Document text
+ + + + +

# Help - Convince me about crocodile straps



## badgersdad (May 16, 2014)

I've got a nice vintage dress watch coming in. I should probably put it on a croc strap for historical accuracy but I can't help preferring a plainer strap like the one below. Croc feels a bit naff. Am I showing my ignorance? Do you have to wear one to get one? Will I look back one day and laugh that I didn't use to like croc?










or...


----------



## Redmonds (May 30, 2013)

I would say buy the one which YOU like. Imo crocs are nice and I like them, and they look best on quite thin, small pieces, but that's just me. It's all relative


----------



## chris.ph (Dec 29, 2011)

i think i prefer the one you made mate


----------



## PDXWatchCollector (Nov 15, 2013)

As long as you get a genuine Crocodile skin band, you're fine ... it's the ones with printed patterns that look cheap.


----------



## ProperTidy (Mar 10, 2014)

I've got fake crocs on a couple of fixed lug watches because they were the only ones I could find. Wasn't sure at first, would have gone for plainer straps if I could have found them but open ended straps can be a bugger to source. I like them now, they suit the watches, took a while for me to not dislike them though... At some point I'll get proper croc for them.

+ + + + +

Items
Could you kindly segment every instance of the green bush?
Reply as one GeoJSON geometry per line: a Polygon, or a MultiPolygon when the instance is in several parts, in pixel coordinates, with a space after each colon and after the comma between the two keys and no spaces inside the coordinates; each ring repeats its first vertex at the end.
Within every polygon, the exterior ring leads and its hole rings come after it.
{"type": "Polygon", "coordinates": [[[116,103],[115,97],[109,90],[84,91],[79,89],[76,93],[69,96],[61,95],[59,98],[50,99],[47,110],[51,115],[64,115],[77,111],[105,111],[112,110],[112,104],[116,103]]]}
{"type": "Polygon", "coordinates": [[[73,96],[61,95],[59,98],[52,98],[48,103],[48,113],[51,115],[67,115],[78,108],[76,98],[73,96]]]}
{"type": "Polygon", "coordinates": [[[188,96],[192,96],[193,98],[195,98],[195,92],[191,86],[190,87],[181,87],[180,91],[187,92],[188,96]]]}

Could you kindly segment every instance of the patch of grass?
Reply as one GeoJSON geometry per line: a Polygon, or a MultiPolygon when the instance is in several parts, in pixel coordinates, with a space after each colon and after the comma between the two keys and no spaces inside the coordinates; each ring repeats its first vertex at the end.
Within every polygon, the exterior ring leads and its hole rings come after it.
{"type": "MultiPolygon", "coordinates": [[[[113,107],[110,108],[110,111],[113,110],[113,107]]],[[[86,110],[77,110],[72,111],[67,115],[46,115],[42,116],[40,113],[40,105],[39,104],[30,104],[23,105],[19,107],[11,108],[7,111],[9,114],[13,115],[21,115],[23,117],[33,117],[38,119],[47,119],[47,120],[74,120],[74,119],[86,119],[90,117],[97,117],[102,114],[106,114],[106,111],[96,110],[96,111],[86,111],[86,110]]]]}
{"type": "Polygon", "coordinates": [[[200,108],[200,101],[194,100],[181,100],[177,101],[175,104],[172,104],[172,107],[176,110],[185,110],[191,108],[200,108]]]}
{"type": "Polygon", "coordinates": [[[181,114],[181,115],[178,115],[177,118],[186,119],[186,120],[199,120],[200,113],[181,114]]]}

+ + + + +

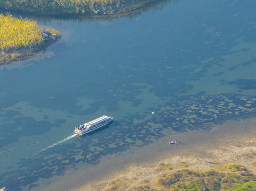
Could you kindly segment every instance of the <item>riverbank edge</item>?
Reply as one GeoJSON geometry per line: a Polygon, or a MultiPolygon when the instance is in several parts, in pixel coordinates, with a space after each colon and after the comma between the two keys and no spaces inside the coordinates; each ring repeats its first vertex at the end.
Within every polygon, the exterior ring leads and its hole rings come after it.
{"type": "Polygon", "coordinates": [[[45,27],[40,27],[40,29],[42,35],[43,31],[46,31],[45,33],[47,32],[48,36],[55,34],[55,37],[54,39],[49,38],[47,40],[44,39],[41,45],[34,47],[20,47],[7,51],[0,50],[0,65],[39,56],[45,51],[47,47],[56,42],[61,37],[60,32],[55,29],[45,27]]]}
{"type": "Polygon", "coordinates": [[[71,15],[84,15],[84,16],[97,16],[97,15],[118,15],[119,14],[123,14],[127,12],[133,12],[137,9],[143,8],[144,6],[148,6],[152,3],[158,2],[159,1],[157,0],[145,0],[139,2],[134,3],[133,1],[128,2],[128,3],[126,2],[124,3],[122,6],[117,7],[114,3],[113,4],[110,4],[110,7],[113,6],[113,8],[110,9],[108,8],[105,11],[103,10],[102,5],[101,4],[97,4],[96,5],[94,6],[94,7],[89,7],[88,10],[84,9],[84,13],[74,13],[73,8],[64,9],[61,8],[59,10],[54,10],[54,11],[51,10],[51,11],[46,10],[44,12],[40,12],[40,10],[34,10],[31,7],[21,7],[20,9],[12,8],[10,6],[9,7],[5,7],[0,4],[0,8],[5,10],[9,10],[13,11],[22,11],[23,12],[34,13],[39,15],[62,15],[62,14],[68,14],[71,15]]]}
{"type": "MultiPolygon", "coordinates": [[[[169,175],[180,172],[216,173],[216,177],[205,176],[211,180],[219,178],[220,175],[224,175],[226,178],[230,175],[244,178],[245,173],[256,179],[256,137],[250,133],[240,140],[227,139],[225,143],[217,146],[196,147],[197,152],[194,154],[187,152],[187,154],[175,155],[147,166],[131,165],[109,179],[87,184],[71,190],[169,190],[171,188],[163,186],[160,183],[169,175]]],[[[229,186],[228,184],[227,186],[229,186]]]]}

+ + + + +

Jobs
(A) Answer these about the crocodile strap thread:
(i) According to PDXWatchCollector, which croc straps look cheap?
(ii) Why did ProperTidy put fake croc straps on fixed lug watches?
(iii) On what kind of pieces does Redmonds say crocs look best?
(B) Carry on the crocodile strap thread past its final post.
The listing comes from a separate source and has no connection to the strap discussion.

Answer set
(A)
(i) The ones with printed patterns.
(ii) They were the only ones ProperTidy could find.
(iii) Quite thin, small pieces.

(B)
----------



## badgersdad (May 16, 2014)

chris.ph said:


> i think i prefer the one you made mate


 Cheers Chris. I've got half a pair of boots left, but i'm not sure it'd be the thing for a dress watch.


----------



## badgersdad (May 16, 2014)

PDXWatchCollector said:


> As long as you get a genuine Crocodile skin band, you're fine ... it's the ones with printed patterns that look cheap.





ProperTidy said:


> I've got fake crocs on a couple of fixed lug watches because they were the only ones I could find. Wasn't sure at first, would have gone for plainer straps if I could have found them but open ended straps can be a bugger to source. I like them now, they suit the watches, took a while for me to not dislike them though... At some point I'll get proper croc for them.


 Well, I'm not about to drop £50 on a strap so you've convinced me against 'em. Thanks. Good work. :biggrin:


----------



## ProperTidy (Mar 10, 2014)

PDXWatchCollector said:


> badgersdad said:
> 
> 
> > PDXWatchCollector said:
> ...


I've come close to getting a couple of replacement straps a couple of times but £120 on two straps, well, I always end up buying a new watch instead!


----------



## badgersdad (May 16, 2014)

ProperTidy said:


> PDXWatchCollector said:
> 
> 
> > badgersdad said:
> ...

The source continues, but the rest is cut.